--- Supplied records Enclosed Below ---
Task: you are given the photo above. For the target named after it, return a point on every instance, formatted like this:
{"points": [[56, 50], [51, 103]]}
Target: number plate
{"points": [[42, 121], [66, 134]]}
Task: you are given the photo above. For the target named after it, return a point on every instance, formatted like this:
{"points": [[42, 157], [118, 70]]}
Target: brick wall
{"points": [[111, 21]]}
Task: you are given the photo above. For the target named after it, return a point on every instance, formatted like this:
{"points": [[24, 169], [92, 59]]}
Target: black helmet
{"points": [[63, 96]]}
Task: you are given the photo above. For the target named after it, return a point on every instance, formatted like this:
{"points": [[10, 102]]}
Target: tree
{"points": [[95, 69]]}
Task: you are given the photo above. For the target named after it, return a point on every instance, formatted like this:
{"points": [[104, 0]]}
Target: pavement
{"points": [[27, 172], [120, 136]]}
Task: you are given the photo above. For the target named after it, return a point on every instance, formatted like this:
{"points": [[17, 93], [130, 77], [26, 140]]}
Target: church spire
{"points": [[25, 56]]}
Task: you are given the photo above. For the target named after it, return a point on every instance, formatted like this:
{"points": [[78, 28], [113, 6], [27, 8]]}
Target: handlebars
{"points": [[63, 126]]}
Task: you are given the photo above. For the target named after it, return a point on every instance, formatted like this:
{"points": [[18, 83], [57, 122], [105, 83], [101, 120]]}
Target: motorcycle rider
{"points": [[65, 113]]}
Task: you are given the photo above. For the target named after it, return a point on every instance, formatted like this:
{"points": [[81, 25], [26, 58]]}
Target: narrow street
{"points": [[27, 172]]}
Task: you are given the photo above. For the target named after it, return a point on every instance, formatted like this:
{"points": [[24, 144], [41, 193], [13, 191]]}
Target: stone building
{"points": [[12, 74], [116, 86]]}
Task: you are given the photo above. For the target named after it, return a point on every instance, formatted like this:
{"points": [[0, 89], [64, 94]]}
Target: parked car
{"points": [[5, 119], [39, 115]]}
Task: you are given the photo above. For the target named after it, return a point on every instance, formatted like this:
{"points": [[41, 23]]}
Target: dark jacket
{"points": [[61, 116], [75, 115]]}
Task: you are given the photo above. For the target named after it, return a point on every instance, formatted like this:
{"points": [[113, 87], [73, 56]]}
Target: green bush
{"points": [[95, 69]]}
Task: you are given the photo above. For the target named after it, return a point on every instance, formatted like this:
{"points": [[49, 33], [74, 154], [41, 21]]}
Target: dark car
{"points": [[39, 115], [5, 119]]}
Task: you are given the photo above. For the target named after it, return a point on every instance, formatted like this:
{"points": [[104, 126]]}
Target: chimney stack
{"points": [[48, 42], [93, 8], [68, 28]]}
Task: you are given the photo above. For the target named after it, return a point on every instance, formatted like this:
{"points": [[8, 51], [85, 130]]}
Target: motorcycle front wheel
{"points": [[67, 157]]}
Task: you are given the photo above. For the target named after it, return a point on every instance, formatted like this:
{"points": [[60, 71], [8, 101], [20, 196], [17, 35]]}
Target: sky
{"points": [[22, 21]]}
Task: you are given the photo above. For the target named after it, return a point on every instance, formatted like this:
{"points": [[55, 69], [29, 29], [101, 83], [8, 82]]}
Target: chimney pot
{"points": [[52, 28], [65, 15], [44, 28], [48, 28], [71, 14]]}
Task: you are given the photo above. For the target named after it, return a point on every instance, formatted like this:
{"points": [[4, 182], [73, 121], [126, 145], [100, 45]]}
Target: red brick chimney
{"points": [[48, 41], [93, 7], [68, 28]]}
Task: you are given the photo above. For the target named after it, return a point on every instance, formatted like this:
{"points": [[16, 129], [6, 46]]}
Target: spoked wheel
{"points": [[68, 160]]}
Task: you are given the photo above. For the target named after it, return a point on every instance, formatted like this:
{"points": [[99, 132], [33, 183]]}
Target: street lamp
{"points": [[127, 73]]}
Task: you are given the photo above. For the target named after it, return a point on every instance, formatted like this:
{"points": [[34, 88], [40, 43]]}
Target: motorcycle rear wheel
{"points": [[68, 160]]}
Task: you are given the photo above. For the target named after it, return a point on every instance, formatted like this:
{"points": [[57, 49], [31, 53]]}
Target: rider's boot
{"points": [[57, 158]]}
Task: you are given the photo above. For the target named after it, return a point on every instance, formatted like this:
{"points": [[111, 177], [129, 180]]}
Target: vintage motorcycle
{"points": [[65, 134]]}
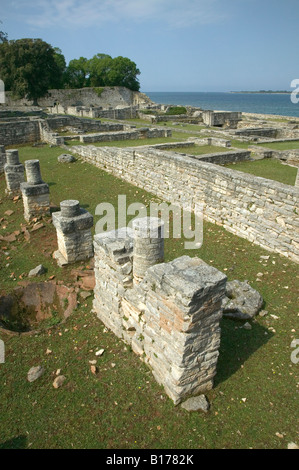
--- End of Enclosed Supplied records ---
Give the records back exactly, with no pictures.

Problem solution:
Task: you are given the photo above. For the target named after it, return a point on every instance, formatted like this:
{"points": [[56, 50], [51, 103]]}
Target: number plate
{"points": [[42, 121], [66, 134]]}
Task: you are given the photo above. For the target named after it, return a point on every instance, formatted like this:
{"points": [[42, 157], [118, 70]]}
Target: brick wall
{"points": [[111, 21]]}
Task: you are given the photo above. For the target named after it, return a point on every instance, formatted like this:
{"points": [[24, 169], [92, 59]]}
Target: black helmet
{"points": [[63, 96]]}
Task: you are given the photo above. For the target named after it, return a point on every instance, formatted like this:
{"points": [[10, 102]]}
Target: tree
{"points": [[95, 69]]}
Task: you are given the photo above. For the target named after it, return a point on every instance, formatted like this:
{"points": [[104, 0]]}
Target: pavement
{"points": [[27, 172], [120, 136]]}
Task: you are given the photo above. For the target named after it, return a point on every instance, formatted like this:
{"points": [[17, 93], [130, 77], [26, 140]]}
Target: church spire
{"points": [[25, 56]]}
Task: you are given the photo above. For the target named after it, return a point on every instance, formatted like this:
{"points": [[78, 28], [113, 6], [27, 8]]}
Target: handlebars
{"points": [[63, 126]]}
Task: you are given the photo above. For the target named after it, return a point on every instance, formatted like this:
{"points": [[18, 83], [57, 122], [105, 83], [101, 120]]}
Target: motorcycle rider
{"points": [[65, 113]]}
Task: you are given the photo above. For the target named after it, return a point on every instance, formatted like this:
{"points": [[81, 25], [26, 58]]}
Target: narrow street
{"points": [[27, 172]]}
Task: you are given the photo above. For the target named after it, return a point on every instance, formatted like this:
{"points": [[24, 144], [41, 193], [13, 191]]}
Target: stone building
{"points": [[12, 74], [116, 86]]}
Task: you are given the photo above. For the target named after it, return a point on every instance, formatted like this:
{"points": [[0, 89], [64, 94]]}
Target: parked car
{"points": [[5, 119], [39, 115]]}
Task: you are given the photo above. For the target named after it, return a point on every instance, formatted like this:
{"points": [[41, 23]]}
Target: dark jacket
{"points": [[61, 116], [75, 115]]}
Task: you are given the photo above. For the target named after it, return a point on every instance, formatted like this:
{"points": [[113, 87], [73, 56]]}
Target: green bush
{"points": [[95, 69]]}
Task: you are given the photo above. For the target named after it, return a point on every instance, formatted like this:
{"points": [[49, 33], [74, 154], [41, 21]]}
Target: dark car
{"points": [[39, 115], [5, 119]]}
Task: you are given the photo above. For the target named after it, return a point on every instance, formatted like this:
{"points": [[104, 126]]}
Target: chimney stack
{"points": [[48, 42], [93, 8], [68, 28]]}
Task: you are given the photo above. For the target named after it, return a point on every instance, formatted like this:
{"points": [[8, 51], [85, 130]]}
Target: motorcycle front wheel
{"points": [[67, 157]]}
Task: you are given the photo above. For the target named after it, return a point on every instance, formatted like this:
{"points": [[60, 71], [8, 101], [20, 196], [17, 35]]}
Target: sky
{"points": [[22, 21]]}
Task: you are given the photo above. For the target named after it, return a point on every instance, formatted like this:
{"points": [[55, 69], [29, 29], [101, 83], [8, 82]]}
Target: chimney pot
{"points": [[52, 28], [65, 15], [44, 28], [48, 28], [71, 14]]}
Task: you are given the photo above. For the target named after it, return a point on every instance, formatted like this:
{"points": [[4, 182], [73, 121], [126, 145], [100, 45]]}
Target: red brick chimney
{"points": [[48, 41], [93, 7], [68, 28]]}
Task: you are given the photo above. For the target named after it, return a point on every instance, formatted like this:
{"points": [[16, 129], [6, 46]]}
Target: spoked wheel
{"points": [[68, 160]]}
Task: you are given the photo above. For the target named after it, return a point on every instance, formatted like this:
{"points": [[99, 132], [33, 183]]}
Target: street lamp
{"points": [[127, 73]]}
Task: you are given the photo above. For the target named after it, return a point on every instance, formatted like this:
{"points": [[34, 88], [40, 43]]}
Target: motorcycle rear wheel
{"points": [[68, 160]]}
Task: you are given the photo above. For the target named after it, return a point on every instance, formatted like this:
{"points": [[57, 49], [31, 53]]}
Target: rider's boot
{"points": [[57, 158]]}
Task: you are given the photo above. For the target named after it, return a point on every instance, formatted like this:
{"points": [[111, 177], [129, 180]]}
Target: vintage motorcycle
{"points": [[65, 134]]}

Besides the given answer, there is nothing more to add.